Data listing »
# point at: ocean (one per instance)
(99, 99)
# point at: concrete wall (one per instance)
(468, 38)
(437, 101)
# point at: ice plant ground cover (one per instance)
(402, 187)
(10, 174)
* * *
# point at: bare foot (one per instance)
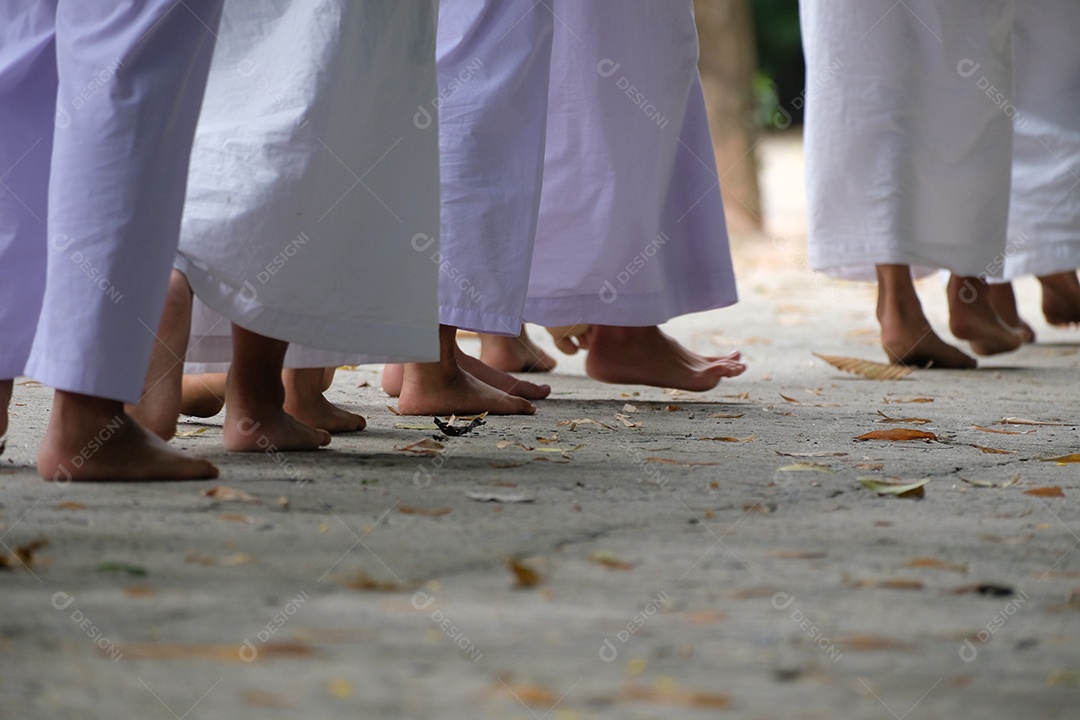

Your goal » Pick out each line of the data above that contains the word "instance".

Answer below »
# point at: ocean (one per instance)
# point at: concrete wall (one per instance)
# point at: ice plant ground cover (one per instance)
# point at: bare foot (one per instance)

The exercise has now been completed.